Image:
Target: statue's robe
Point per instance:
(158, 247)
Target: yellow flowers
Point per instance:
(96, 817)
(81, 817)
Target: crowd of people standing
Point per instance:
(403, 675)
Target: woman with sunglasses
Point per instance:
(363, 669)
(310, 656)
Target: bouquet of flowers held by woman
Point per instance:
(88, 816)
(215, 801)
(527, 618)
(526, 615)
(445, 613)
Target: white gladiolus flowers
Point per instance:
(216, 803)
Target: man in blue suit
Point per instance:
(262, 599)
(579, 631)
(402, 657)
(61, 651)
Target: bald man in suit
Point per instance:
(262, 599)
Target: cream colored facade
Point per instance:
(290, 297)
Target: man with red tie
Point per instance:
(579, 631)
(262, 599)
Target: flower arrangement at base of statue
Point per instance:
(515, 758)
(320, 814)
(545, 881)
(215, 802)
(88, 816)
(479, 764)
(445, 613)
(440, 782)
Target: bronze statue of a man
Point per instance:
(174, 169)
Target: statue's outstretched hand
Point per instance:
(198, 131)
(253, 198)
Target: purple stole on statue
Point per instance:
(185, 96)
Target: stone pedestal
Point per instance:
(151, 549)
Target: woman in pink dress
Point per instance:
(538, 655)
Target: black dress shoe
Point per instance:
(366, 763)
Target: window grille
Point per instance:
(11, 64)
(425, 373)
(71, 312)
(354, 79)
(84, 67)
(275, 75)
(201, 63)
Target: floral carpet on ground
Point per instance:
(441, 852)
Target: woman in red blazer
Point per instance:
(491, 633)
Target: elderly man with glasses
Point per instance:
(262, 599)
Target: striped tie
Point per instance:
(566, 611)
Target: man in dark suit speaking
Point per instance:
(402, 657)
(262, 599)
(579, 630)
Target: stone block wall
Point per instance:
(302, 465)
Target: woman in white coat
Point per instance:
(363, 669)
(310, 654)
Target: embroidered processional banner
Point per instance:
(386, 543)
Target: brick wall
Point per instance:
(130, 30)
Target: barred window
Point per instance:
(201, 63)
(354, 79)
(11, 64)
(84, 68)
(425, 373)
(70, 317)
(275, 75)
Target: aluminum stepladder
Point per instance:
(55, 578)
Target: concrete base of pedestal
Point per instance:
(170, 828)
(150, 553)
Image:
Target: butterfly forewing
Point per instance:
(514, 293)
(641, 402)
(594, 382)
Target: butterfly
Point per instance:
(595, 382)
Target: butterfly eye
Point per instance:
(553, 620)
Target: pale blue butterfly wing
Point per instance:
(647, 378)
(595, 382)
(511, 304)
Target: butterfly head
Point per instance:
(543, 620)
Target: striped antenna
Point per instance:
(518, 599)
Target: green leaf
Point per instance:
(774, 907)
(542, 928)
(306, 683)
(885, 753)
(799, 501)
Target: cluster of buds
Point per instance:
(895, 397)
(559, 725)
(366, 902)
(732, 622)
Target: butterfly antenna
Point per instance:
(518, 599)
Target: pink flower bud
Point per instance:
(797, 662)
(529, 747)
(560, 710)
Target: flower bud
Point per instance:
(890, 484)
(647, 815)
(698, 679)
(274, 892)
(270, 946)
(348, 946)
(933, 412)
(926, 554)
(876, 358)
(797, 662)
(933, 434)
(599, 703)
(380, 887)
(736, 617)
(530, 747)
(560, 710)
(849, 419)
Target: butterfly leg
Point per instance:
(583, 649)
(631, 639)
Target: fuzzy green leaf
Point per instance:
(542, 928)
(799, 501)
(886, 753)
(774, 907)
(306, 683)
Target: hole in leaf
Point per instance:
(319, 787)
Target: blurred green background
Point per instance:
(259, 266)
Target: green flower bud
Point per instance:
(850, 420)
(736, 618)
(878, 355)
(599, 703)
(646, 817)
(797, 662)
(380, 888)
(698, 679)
----------
_Directive_: Transcribe the material exactly as it reads.

_Answer below_:
Image:
Target: statue's robe
Point per instance:
(158, 247)
Target: yellow flowers
Point per instance:
(96, 817)
(81, 817)
Target: crowd of people standing
Point per instance:
(403, 675)
Target: woman with sunglasses
Point per instance:
(363, 669)
(310, 656)
Target: bouquet of flowers held by woman
Point per instance:
(88, 816)
(215, 801)
(527, 618)
(526, 615)
(445, 613)
Target: white gladiolus flowers
Point per instance:
(216, 803)
Target: man in blue suit
Point per instance:
(262, 599)
(579, 631)
(402, 657)
(61, 651)
Target: bald man in suit
Point per instance:
(262, 599)
Target: cream colored facade
Point per instance:
(290, 297)
Target: man with red tie
Point per instance:
(579, 631)
(262, 599)
Target: flower arrangement at base of statue
Point per instance:
(515, 758)
(320, 814)
(545, 881)
(215, 802)
(88, 816)
(479, 764)
(445, 613)
(440, 782)
Target: bronze statue of a man
Point per instance:
(174, 169)
Target: statue's outstretched hand
Point per instance:
(198, 131)
(253, 198)
Target: purple stole on statue
Point per instance:
(185, 96)
Target: stone pedestal
Point per instance:
(151, 549)
Target: woman in pink dress
Point per instance:
(538, 655)
Target: black dress shoe
Point per instance:
(366, 763)
Target: window grille
Point per instance:
(11, 64)
(425, 373)
(71, 312)
(354, 79)
(84, 67)
(275, 75)
(201, 63)
Target: floral carpet on ground
Point per instance:
(441, 852)
Target: woman in red blazer
Point per instance:
(491, 633)
Target: elderly man with glasses
Point per instance:
(262, 599)
Target: striped tie
Point per instance:
(566, 611)
Target: man in dark suit speaking
Point per instance:
(402, 657)
(262, 599)
(579, 630)
Target: stone block wall
Point per instance:
(302, 465)
Target: woman in white coat
Point per instance:
(363, 669)
(310, 654)
Target: embroidered processional banner
Point per instance:
(386, 543)
Target: brick wall
Point per instance:
(130, 30)
Target: barred window
Point per instance:
(201, 63)
(354, 79)
(11, 64)
(84, 68)
(425, 373)
(70, 317)
(275, 75)
Target: aluminum stepladder
Point per instance:
(55, 578)
Target: concrete base of pedestal
Point per instance:
(170, 828)
(150, 553)
Image:
Target: butterfly forewing
Point per instance:
(514, 293)
(641, 402)
(594, 382)
Target: butterfly
Point per instance:
(595, 382)
Target: butterfly eye
Point per instance:
(553, 620)
Target: pale blue butterfly wing
Point per instance:
(647, 378)
(595, 382)
(511, 304)
Target: butterfly head
Point per instance:
(543, 620)
Target: striped antenna
Point per instance:
(518, 599)
Target: green leaf
Point per instance:
(774, 907)
(542, 928)
(306, 683)
(885, 753)
(799, 501)
Target: cluster of buds
Point per instance:
(895, 397)
(559, 725)
(366, 902)
(732, 622)
Target: butterfly antenna
Point per instance:
(518, 599)
Target: pink flower bud
Point per instance:
(797, 662)
(529, 747)
(560, 710)
Target: flower bud
Point per instance:
(890, 484)
(647, 815)
(698, 679)
(274, 892)
(270, 946)
(348, 946)
(933, 412)
(926, 554)
(876, 358)
(797, 662)
(933, 434)
(599, 703)
(380, 887)
(736, 617)
(530, 747)
(560, 710)
(849, 419)
Target: butterfly leg
Point per instance:
(583, 649)
(631, 639)
Target: fuzzy green leaf
Point per instance:
(542, 928)
(799, 501)
(886, 753)
(774, 907)
(306, 683)
Target: hole in leaf
Point per instance:
(319, 787)
Target: blurred green background
Point per instance:
(259, 266)
Target: green flower bud
Point per instance:
(850, 420)
(736, 618)
(878, 355)
(599, 703)
(646, 817)
(797, 662)
(380, 888)
(698, 679)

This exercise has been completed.